# [Exercise objective]
I would like the records restated word for word, without the pictures.

(Given data)

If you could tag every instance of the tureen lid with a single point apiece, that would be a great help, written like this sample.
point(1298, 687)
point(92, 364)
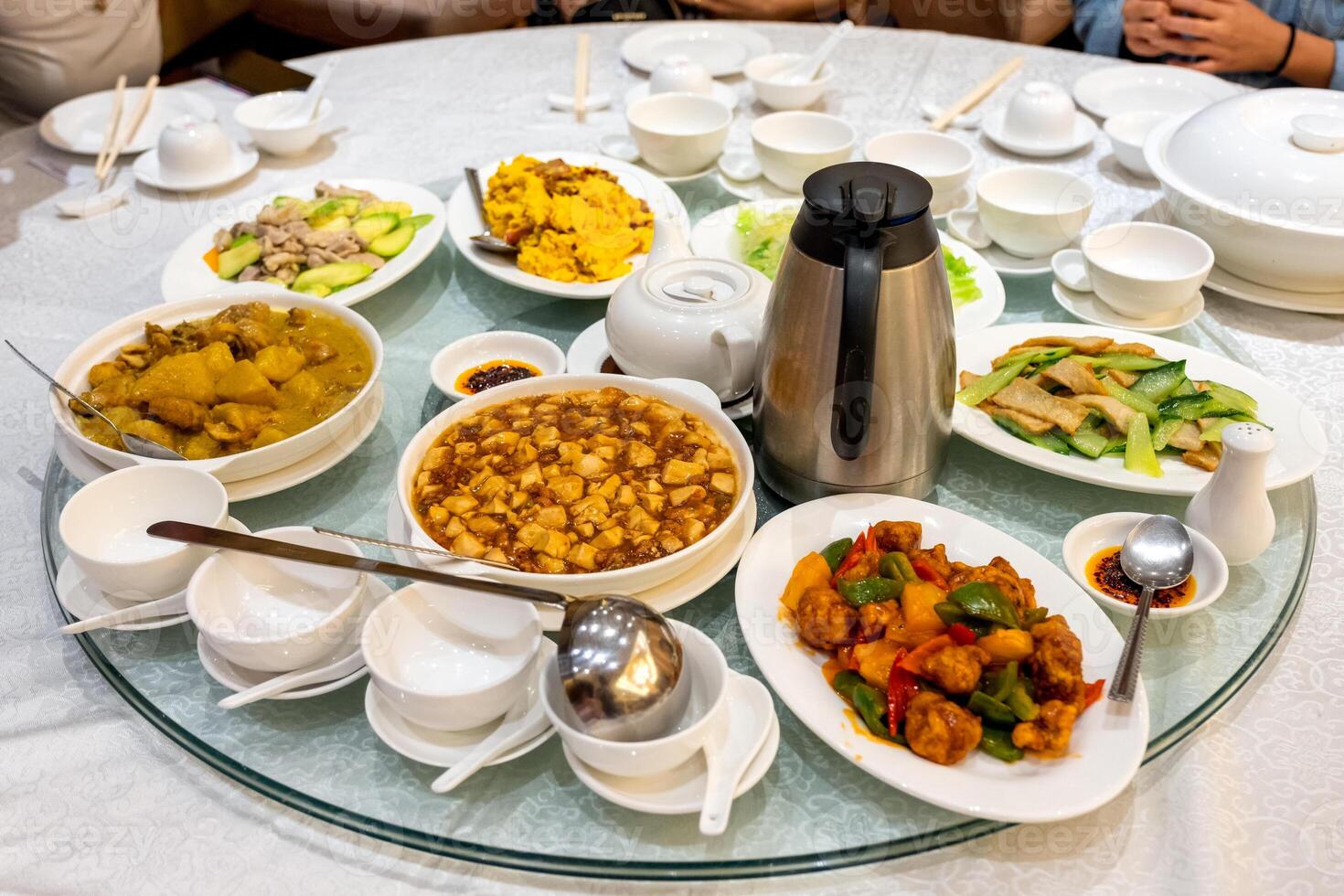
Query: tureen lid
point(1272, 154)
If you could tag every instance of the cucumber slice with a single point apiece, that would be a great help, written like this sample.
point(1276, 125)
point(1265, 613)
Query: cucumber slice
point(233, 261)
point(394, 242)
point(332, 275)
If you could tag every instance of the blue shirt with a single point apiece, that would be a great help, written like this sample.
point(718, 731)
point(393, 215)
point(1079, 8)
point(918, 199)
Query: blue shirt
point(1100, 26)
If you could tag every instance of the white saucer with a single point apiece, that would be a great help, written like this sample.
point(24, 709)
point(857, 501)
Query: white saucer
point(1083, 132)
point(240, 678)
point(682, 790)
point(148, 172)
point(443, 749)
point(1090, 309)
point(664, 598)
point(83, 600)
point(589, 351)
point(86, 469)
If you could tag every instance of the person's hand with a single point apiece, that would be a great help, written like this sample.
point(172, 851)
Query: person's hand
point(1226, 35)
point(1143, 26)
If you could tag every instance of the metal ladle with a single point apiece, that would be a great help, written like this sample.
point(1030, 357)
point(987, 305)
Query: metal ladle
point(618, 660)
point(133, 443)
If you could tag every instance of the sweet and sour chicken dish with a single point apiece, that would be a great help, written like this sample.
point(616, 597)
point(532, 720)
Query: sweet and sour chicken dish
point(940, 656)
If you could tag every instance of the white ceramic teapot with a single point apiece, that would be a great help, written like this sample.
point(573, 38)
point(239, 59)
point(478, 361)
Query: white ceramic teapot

(End Given data)

# [Your solution]
If you could tag every instance of the tureen lid with a single point apiece, that would be a great help, written like this sample.
point(1298, 687)
point(92, 364)
Query: tureen lid
point(1272, 154)
If you could tag every instance of the cucumber slice with a single point apiece, that would be a great help, written like this sample.
point(1276, 125)
point(1265, 613)
Query: cucumber slice
point(233, 261)
point(394, 242)
point(332, 275)
If you could tag every instance of the blue shirt with a single point apiece, that would be a great help, written like this sample.
point(718, 731)
point(393, 215)
point(1079, 8)
point(918, 199)
Query: blue shirt
point(1100, 26)
If you could tag every instance of the white saucer with a single point apiece, that would be a great help, written like this sample.
point(24, 709)
point(857, 501)
Query: white saucer
point(1083, 132)
point(240, 678)
point(682, 790)
point(148, 172)
point(443, 749)
point(1090, 309)
point(664, 598)
point(83, 600)
point(589, 351)
point(86, 469)
If you could tag every instance of the person's hand with a single point apiece, that would be a great help, written like this sample.
point(172, 851)
Query: person's hand
point(1226, 35)
point(1143, 26)
If you could tag every instance of the metal ladle with a single point apiece, that would be a great help, written like this sample.
point(1030, 357)
point(987, 305)
Query: metal ladle
point(618, 660)
point(133, 443)
If you could tag every instance of the sweet and sour chicken dish with a single point apiece, that would be a great help, written like this sample.
point(616, 597)
point(532, 720)
Query: sweet and sour chicken dish
point(940, 656)
If you could tag every instance of the white ceramic teapot with a single point apiece, that would be a great help, written like this sample.
point(573, 38)
point(239, 59)
point(478, 361)
Query: white ceramic teapot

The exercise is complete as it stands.